Source passage:
☆ ☆ ☆ ☆ ☆

In article <20030111214011.P1568@prim.han.de>, holger krekel <hpk@trillke.net> writes
Welcome to the Minimal Python list, ..... thanks for this
I hope/suggest that even naive sounding questions about Python and its core are welcomed. It certainly helps if more people understand the internals and the involved issues. I reserve the right to ask naive questions, myself :-)
regards,
holger krekel ..... A naive questions; hich platforms are developments first aimed at ie gnu/linux win32 etc?
Thomas Heller's ctypes module would seem to be a very good start at the generic C interface thing. It is pretty easy to use and although I don't have a complete grasp on it was a bit easier to use than calldll. I used both to do anygui interfaces to native windows api. Last time I discussed this with him Thomas said he was considering using the libffi library to do interfacing. I know that to be fairly portable. -- Robin Becker
[Robin Becker Sat, Jan 11, 2003 at 09:30:04PM +0000]
In article <20030111214011.P1568@prim.han.de>, holger krekel <hpk@trillke.net> writes
Welcome to the Minimal Python list, ..... thanks for this
I hope/suggest that even naive sounding questions about Python and its core are welcomed. It certainly helps if more people understand the internals and the involved issues. I reserve the right to ask naive questions, myself :-)
regards,
holger krekel ..... A naive questions; hich platforms are developments first aimed at ie gnu/linux win32 etc?
I guess it's going to be win32 & POSIX (MacOSX, and some linux/unix variants).
Thomas Heller's ctypes module would seem to be a very good start at the generic C interface thing. It is pretty easy to use and although I don't have a complete grasp on it was a bit easier to use than calldll. I used both to do anygui interfaces to native windows api.
I heard good things about it but it is currently a windows only solution, or not?

☆ ☆ ☆ ☆ ☆

Problems to solve:
#1 Starting at the row that contains "Could you point out every instance of the blurred" and going to the last of the rows, reproduce those rows with "point out" swapped for "locate" and nothing else changed.
#2 Carry on the Minimal Python mailing-list exchange from its final line.

(Dataset excerpts on object pointing)

☆ ☆ ☆ ☆ ☆

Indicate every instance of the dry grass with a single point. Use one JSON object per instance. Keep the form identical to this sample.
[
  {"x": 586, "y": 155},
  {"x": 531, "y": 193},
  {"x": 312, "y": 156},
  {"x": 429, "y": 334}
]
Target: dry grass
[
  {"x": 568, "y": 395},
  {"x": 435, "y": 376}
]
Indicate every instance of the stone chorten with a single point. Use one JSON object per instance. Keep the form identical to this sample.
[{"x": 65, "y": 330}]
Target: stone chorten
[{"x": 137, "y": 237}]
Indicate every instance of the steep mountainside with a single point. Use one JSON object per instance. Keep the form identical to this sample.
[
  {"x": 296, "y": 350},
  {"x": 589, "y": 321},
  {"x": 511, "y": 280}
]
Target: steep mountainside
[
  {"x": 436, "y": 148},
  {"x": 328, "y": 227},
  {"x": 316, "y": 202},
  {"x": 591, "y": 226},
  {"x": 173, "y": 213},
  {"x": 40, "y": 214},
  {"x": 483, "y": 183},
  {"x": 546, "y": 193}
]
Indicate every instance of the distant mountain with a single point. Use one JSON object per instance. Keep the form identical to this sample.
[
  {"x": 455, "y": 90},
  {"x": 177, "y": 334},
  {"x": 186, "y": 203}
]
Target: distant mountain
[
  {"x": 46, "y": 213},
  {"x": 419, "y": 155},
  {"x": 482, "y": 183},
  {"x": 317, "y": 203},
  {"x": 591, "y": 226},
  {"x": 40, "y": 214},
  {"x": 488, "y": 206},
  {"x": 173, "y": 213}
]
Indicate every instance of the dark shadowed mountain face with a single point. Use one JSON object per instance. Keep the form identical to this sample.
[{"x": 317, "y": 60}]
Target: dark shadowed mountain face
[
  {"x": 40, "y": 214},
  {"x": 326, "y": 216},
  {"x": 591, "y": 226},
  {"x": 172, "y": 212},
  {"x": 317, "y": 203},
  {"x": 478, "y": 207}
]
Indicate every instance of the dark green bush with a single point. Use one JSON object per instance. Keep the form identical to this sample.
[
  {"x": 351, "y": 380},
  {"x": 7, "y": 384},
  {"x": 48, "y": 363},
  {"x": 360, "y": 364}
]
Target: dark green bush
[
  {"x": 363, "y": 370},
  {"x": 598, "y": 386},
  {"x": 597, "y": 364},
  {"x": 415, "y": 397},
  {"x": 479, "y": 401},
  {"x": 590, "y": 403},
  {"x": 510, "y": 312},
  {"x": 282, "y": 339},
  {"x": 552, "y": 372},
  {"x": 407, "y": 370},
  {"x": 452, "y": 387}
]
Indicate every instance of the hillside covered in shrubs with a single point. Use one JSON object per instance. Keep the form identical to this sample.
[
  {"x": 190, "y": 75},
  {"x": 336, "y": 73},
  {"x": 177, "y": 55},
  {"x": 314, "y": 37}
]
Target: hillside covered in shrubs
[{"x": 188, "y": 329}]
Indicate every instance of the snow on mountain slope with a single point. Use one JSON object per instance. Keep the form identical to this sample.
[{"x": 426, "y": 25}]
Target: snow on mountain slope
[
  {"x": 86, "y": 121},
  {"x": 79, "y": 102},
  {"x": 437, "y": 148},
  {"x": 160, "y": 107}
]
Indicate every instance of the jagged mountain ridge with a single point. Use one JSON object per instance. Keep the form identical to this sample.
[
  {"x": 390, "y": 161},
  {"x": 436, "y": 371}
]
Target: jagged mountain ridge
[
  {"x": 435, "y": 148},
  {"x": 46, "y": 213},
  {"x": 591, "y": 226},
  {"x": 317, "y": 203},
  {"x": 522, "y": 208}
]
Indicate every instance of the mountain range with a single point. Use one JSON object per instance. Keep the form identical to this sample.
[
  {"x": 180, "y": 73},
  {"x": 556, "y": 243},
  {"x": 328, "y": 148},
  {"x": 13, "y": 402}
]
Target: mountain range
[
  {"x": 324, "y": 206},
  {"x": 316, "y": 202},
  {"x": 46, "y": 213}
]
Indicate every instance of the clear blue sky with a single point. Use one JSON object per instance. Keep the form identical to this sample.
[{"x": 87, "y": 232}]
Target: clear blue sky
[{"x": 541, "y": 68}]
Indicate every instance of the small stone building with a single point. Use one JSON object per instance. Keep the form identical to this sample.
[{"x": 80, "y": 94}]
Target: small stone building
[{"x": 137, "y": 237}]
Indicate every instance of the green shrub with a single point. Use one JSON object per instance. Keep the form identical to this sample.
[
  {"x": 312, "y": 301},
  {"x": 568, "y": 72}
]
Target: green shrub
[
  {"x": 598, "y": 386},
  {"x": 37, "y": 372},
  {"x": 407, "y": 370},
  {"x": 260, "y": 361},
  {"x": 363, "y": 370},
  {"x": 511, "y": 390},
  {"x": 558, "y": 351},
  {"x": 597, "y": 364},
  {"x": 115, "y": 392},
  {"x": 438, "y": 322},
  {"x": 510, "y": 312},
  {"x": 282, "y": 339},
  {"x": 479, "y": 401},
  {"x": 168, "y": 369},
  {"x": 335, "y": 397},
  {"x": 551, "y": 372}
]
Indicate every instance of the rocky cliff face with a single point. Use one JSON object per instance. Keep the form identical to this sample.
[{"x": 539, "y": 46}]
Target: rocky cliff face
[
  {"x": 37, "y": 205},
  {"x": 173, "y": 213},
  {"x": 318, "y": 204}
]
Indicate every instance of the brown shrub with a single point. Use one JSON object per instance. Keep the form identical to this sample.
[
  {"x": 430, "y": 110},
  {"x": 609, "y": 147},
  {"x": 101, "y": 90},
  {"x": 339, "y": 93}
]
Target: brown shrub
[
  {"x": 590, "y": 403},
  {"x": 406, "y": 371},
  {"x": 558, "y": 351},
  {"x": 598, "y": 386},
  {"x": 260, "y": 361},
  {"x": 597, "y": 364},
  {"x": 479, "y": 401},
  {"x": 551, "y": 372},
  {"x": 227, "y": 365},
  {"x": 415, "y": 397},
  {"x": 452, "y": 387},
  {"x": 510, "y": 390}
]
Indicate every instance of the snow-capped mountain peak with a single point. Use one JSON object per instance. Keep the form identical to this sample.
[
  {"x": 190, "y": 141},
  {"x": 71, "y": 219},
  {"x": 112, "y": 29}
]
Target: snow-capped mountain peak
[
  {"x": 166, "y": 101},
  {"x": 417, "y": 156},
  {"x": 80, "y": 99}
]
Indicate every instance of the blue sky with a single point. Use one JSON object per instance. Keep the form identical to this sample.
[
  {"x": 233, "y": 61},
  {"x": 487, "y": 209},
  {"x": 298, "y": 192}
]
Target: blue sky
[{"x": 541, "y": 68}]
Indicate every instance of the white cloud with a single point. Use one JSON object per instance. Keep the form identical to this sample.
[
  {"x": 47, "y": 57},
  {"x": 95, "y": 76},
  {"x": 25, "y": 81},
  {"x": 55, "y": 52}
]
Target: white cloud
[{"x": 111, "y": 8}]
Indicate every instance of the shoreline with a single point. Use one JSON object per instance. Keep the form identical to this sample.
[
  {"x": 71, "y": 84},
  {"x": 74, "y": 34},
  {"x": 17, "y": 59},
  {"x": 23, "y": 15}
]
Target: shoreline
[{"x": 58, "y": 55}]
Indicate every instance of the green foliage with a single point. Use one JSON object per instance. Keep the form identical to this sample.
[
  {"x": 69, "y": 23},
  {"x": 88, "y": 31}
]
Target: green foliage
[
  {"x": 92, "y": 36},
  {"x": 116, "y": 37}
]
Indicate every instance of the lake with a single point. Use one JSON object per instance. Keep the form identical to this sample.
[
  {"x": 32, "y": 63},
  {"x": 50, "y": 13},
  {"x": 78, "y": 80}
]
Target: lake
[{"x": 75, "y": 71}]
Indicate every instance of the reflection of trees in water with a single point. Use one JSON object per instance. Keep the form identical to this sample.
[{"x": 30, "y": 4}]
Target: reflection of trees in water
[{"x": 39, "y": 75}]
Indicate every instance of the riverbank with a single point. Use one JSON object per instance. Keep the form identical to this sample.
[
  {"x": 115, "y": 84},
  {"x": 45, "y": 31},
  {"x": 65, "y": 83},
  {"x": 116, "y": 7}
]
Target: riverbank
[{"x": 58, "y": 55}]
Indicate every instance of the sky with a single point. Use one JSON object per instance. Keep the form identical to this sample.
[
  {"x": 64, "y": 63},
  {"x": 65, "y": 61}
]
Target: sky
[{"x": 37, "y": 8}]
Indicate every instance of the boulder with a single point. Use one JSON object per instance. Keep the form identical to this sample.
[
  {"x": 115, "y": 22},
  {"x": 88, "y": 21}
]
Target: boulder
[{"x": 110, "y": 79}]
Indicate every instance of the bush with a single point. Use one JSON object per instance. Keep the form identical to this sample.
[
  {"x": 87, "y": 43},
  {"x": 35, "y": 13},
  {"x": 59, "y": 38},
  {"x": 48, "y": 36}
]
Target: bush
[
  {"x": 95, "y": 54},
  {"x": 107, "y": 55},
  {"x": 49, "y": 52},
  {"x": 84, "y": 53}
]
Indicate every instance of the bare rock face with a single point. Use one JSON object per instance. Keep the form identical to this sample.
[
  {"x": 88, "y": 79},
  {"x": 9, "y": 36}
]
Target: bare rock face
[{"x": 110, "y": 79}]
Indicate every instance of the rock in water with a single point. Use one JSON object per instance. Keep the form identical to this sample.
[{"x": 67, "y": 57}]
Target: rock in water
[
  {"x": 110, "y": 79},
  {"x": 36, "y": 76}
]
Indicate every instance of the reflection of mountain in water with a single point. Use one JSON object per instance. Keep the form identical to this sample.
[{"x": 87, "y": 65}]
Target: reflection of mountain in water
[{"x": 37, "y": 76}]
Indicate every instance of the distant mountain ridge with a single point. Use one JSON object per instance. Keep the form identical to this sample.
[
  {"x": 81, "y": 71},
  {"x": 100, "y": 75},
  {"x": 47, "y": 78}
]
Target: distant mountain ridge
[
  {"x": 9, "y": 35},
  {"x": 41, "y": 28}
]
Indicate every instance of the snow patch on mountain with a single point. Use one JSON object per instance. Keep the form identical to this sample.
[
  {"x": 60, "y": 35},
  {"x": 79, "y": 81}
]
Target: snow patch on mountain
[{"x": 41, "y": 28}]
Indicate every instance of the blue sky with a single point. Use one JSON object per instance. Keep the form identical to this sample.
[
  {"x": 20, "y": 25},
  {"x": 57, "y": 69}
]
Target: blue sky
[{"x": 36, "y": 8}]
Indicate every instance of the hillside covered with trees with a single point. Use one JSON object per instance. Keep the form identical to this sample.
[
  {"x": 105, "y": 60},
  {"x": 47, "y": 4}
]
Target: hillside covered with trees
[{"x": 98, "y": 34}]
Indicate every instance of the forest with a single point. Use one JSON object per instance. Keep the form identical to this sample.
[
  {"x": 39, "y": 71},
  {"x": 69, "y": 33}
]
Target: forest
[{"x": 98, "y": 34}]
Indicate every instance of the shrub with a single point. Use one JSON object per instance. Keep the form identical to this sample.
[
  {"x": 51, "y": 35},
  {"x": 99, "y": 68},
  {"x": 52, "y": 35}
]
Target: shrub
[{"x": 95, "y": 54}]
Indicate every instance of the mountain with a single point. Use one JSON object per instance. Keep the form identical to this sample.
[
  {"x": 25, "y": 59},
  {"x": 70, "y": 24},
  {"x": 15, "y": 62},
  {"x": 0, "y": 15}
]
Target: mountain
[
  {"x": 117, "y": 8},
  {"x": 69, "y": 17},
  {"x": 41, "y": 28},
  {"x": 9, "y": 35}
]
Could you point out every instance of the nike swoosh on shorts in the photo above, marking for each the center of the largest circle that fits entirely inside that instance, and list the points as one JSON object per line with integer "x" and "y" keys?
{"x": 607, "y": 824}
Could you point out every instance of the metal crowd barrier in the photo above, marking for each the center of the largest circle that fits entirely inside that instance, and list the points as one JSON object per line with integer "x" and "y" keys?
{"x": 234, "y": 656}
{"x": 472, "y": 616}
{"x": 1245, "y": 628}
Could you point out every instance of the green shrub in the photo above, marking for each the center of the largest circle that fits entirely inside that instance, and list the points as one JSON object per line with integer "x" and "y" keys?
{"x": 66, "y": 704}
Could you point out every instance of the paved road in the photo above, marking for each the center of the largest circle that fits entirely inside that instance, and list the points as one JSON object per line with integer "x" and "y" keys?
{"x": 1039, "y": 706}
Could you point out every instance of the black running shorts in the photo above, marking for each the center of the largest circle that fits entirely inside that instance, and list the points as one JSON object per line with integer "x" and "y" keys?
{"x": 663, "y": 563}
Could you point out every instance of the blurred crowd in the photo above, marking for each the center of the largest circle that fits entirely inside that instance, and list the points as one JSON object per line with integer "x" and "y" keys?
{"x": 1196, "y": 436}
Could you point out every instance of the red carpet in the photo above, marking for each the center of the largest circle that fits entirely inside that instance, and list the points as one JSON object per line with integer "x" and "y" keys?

☆ ☆ ☆ ☆ ☆

Answers given:
#1
Could you locate every instance of the blurred crowd in the photo above, marking for each the center of the largest circle that fits entirely inside that instance, and list the points as one JSON object per line with integer "x" and "y" keys?
{"x": 1196, "y": 436}
Could you locate every instance of the red carpet in the photo above, marking for each the center of the largest circle that fits entirely inside that instance, and list the points as one JSON object per line with integer "x" and "y" keys?

#2
Last time I discussed this with him Thomas said he was considering using the libffi library to do interfacing. I know that to be fairly portable.
And that is a non-windows and non-mac solution? Anyway, both are interesting but actually Christian and others can probably judge better. This is obviously an issue for people knowing many different platforms. holger
holger krekel <hpk@trillke.net> writes:
[Robin Becker Sat, Jan 11, 2003 at 09:30:04PM +0000]
A naive questions; hich platforms are developments first aimed at ie gnu/linux win32 etc?
I guess it's going to be win32 & POSIX (MacOSX, and some linux/unix variants).
Thomas Heller's ctypes module would seem to be a very good start at the generic C interface thing. It is pretty easy to use and although I don't have a complete grasp on it was a bit easier to use than calldll. I used both to do anygui interfaces to native windows api.
I heard good things about it but it is currently a windows only solution, or not?
Last time I discussed this with him Thomas said he was considering using the libffi library to do interfacing. I know that to be fairly portable.
I've now a running version which uses libffi (except on Windows). Tested on an oldish SuSE 7.1 x86 system. The docs and readme's still need updating, but for the *impatient* I've uploaded a snapshot: http://starship.python.net/crew/theller/ctypes-0.3.5.tar.gz Thomas
On Mon, Jan 13, 2003 at 10:04:27AM +0100, Thomas Heller wrote:
I've now a running version which uses libffi (except on Windows). Tested on an oldish SuSE 7.1 x86 system.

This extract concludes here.